-- WORK INSTRUCTIONS --
**1)** Rewrite the plow ballast thread from "I bought some" to "(Nov 25, 2010)", swapping "sand tubes" for "sandbags".
**2)** Carry the plow ballast thread on past the point where it stops.

-- SOURCE EXTRACT --
++++++++++
I bought some sand tubes at Home Dumpit today, 14 of them at 60 lbs each for a total of 840 pounds of ballast. Seems a bit excessive to me, the Fisher site says I need 260 lbs for the plow/truck combination I have and that seems light. My hope is for the Xtreme V next year, so maybe the 840 will be just right for that. I might toss 4 of them into storage and run 600 lbs in there for this year.


----------



## chevyman83 (Nov 25, 2010)

I'm trying to come up with a way to mount ballast to receiver hitch so I don't loose full function of hitch or bed without having to load or unload the ballast. Thinking of steel through the open ends/sides of the receiver. I'm hoping to get about 400 lbs back there.


----------



## JDiepstra (Sep 15, 2008)
++++++++++
-- DATA EXTRACT --
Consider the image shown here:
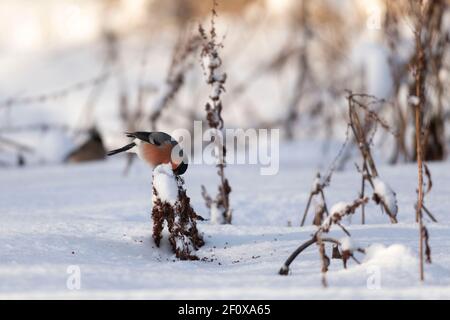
++++++++++
-- PER-TASK OUTPUTS --
**1)**
I bought some sandbags at Home Dumpit today, 14 of them at 60 lbs each for a total of 840 pounds of ballast. Seems a bit excessive to me, the Fisher site says I need 260 lbs for the plow/truck combination I have and that seems light. My hope is for the Xtreme V next year, so maybe the 840 will be just right for that. I might toss 4 of them into storage and run 600 lbs in there for this year.


----------



## chevyman83 (Nov 25, 2010)

**2)**
I dont care how much weight some dumb calculator calls for. Take the number is says and double it. More weight in the back is going to give you better traction in the back for acceleration and braking, it's going to keep weight off the front to help save wear and tear on your front end, and once you get moving it's going to give you better momentum to keep that big load of heavy wet snow moving as it starts building up in front of you. Plus if you are using sand and salt like I do, you can always dump it out on the ground if you get yourself stuck. Yes a few hundred extra pounds will cut into your fuel mileage a little bit, but if you're that worried about mileage, you shouldnt be plowing.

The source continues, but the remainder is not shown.